• **Problem requirements**: When you reach the line containing "parked car. Return only the coordinates.", begin copying exactly, and keep going through the last line of the records below, copying nothing before it.

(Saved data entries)
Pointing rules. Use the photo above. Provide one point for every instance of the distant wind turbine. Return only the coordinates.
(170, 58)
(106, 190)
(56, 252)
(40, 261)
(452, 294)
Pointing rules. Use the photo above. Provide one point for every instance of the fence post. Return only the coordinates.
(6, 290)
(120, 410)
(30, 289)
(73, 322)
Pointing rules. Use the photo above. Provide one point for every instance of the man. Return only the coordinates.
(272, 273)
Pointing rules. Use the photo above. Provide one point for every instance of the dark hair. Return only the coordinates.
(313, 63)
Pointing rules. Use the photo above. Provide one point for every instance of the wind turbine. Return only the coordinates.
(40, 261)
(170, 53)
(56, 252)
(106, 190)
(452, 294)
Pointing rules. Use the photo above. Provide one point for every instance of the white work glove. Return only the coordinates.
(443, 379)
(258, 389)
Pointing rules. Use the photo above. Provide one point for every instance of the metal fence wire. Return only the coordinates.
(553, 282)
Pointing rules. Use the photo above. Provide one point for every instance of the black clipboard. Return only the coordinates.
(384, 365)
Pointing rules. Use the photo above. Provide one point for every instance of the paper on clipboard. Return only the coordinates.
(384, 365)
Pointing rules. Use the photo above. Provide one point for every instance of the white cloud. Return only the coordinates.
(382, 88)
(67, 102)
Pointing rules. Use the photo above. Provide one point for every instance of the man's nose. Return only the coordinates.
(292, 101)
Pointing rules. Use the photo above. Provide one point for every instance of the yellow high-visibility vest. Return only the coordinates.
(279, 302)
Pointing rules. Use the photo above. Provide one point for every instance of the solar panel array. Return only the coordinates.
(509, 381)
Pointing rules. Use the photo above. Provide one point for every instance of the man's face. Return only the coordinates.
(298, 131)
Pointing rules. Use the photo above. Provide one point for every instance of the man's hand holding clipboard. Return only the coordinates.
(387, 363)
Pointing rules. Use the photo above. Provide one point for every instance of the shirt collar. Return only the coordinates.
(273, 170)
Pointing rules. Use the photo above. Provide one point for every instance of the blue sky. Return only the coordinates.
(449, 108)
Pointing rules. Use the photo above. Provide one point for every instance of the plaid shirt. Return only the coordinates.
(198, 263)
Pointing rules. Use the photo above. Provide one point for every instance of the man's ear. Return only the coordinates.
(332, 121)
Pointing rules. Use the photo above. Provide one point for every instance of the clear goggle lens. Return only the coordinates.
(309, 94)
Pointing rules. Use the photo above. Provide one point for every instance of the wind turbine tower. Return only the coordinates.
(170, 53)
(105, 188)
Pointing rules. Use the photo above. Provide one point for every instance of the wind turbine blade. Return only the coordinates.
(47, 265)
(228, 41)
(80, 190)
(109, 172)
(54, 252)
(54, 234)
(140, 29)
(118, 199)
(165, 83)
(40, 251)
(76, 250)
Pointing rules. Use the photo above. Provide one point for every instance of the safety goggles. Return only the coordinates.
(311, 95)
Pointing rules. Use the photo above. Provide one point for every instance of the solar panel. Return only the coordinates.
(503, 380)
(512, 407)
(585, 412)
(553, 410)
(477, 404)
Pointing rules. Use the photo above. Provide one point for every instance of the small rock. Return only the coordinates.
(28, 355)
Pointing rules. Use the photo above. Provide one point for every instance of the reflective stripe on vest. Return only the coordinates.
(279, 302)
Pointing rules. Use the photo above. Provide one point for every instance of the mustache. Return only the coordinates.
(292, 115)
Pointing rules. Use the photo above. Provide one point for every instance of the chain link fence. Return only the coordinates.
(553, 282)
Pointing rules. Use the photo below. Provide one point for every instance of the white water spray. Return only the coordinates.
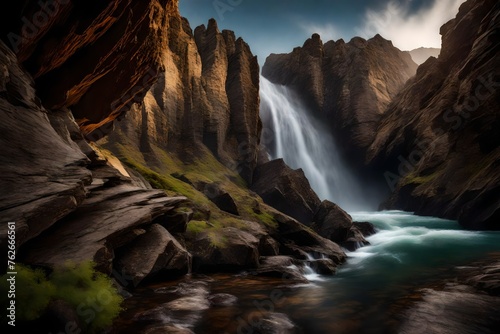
(305, 143)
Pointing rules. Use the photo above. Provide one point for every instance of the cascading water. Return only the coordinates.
(303, 142)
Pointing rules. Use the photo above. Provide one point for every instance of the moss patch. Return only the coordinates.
(91, 294)
(167, 171)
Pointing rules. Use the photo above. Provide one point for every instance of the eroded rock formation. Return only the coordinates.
(207, 97)
(438, 140)
(349, 85)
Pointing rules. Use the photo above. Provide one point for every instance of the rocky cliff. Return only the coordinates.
(349, 85)
(207, 98)
(194, 136)
(420, 55)
(438, 140)
(48, 176)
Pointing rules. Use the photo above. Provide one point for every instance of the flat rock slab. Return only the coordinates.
(99, 226)
(151, 253)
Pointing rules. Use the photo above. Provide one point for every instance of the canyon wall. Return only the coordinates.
(208, 97)
(348, 85)
(438, 140)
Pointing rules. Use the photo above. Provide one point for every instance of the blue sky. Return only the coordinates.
(277, 26)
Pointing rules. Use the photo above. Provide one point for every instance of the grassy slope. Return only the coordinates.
(204, 168)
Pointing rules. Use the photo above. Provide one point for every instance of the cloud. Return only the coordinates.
(327, 31)
(409, 30)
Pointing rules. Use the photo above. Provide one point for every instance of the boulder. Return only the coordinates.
(152, 253)
(286, 190)
(331, 222)
(176, 221)
(275, 323)
(301, 241)
(323, 266)
(100, 225)
(226, 203)
(226, 248)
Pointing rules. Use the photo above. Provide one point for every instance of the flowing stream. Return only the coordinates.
(369, 294)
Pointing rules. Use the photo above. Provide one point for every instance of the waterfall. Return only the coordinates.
(303, 142)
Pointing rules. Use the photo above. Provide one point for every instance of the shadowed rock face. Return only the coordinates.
(438, 141)
(349, 85)
(65, 201)
(76, 50)
(208, 96)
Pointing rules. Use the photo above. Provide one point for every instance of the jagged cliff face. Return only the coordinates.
(208, 97)
(111, 45)
(439, 138)
(347, 84)
(76, 50)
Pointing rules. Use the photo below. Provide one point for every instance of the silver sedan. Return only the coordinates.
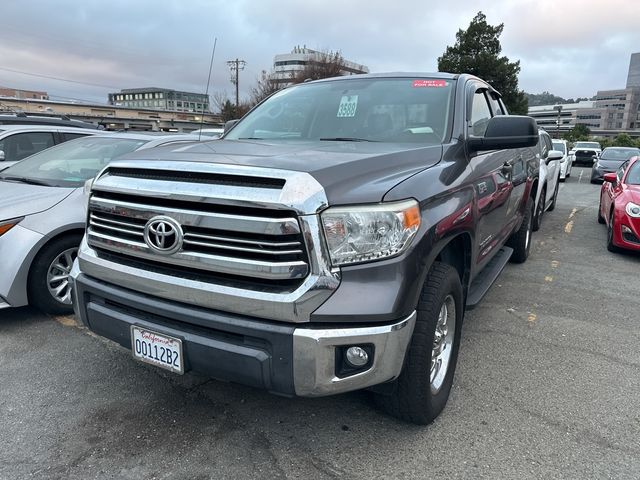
(42, 215)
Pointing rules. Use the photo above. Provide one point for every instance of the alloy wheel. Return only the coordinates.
(442, 344)
(58, 276)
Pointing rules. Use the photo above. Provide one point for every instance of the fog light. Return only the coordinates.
(357, 356)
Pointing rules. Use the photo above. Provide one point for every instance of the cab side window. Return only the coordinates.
(480, 114)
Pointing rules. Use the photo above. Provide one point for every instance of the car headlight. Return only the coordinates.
(364, 233)
(633, 210)
(7, 225)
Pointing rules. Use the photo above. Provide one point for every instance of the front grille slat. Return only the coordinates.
(220, 241)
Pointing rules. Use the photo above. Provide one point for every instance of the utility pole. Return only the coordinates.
(559, 110)
(235, 66)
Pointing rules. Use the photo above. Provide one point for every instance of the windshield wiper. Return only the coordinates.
(30, 181)
(345, 139)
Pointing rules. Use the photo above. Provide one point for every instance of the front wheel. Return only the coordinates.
(421, 391)
(610, 245)
(49, 284)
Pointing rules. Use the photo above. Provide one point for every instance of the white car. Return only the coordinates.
(566, 162)
(549, 179)
(19, 141)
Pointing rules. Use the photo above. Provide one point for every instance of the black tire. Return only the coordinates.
(537, 217)
(37, 284)
(610, 246)
(520, 241)
(412, 398)
(555, 197)
(600, 217)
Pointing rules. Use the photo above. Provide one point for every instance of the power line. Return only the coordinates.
(39, 75)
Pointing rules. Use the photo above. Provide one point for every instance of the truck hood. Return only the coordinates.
(350, 172)
(21, 199)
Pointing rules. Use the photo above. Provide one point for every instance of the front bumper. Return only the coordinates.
(282, 358)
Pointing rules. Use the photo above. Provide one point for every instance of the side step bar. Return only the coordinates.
(483, 281)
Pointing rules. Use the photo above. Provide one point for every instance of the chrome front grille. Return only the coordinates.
(227, 240)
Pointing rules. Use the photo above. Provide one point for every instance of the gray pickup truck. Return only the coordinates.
(329, 242)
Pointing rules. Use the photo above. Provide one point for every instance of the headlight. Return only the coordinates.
(370, 232)
(7, 225)
(632, 210)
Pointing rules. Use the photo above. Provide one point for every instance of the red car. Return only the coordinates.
(620, 206)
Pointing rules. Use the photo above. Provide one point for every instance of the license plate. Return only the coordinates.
(157, 349)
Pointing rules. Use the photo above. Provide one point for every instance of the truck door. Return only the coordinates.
(493, 183)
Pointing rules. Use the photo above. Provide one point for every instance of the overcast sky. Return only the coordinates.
(571, 48)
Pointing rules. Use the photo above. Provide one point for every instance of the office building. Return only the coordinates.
(160, 99)
(287, 65)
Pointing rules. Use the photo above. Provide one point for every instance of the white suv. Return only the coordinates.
(566, 162)
(20, 141)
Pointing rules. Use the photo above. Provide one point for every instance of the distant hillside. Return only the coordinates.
(546, 98)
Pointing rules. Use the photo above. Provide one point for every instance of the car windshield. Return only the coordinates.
(72, 163)
(367, 109)
(619, 154)
(587, 145)
(559, 146)
(633, 177)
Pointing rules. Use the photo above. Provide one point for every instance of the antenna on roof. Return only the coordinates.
(206, 93)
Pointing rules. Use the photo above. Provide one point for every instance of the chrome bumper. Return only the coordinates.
(314, 357)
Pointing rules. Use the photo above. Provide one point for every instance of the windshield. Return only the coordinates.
(367, 109)
(619, 154)
(587, 145)
(72, 163)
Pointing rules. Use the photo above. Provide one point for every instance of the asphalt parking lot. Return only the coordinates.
(547, 386)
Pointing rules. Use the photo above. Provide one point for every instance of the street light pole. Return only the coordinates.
(559, 109)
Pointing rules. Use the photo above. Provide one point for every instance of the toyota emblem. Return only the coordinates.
(163, 235)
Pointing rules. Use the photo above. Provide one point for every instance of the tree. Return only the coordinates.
(265, 86)
(324, 64)
(578, 133)
(477, 51)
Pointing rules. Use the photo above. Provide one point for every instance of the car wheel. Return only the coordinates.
(520, 241)
(600, 217)
(421, 391)
(555, 197)
(49, 284)
(537, 217)
(610, 246)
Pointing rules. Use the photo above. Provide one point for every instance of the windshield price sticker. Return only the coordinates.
(348, 106)
(429, 83)
(157, 349)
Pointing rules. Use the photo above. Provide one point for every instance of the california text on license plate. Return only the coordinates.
(157, 349)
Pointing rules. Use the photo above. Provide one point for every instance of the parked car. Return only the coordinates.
(549, 183)
(585, 153)
(331, 241)
(209, 132)
(566, 162)
(619, 206)
(20, 141)
(42, 215)
(22, 118)
(610, 160)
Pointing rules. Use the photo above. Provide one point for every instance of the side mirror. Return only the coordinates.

• **Task answer**:
Pointing rules. Use the photo above. Provide one point for every instance of the parked car. Return only the coordinates.
(549, 183)
(585, 153)
(331, 241)
(209, 132)
(566, 162)
(619, 206)
(20, 141)
(42, 215)
(22, 118)
(610, 160)
Pointing rules. Use the photo above. Provide one point for every instance of the side mirror. Return only the coordinates.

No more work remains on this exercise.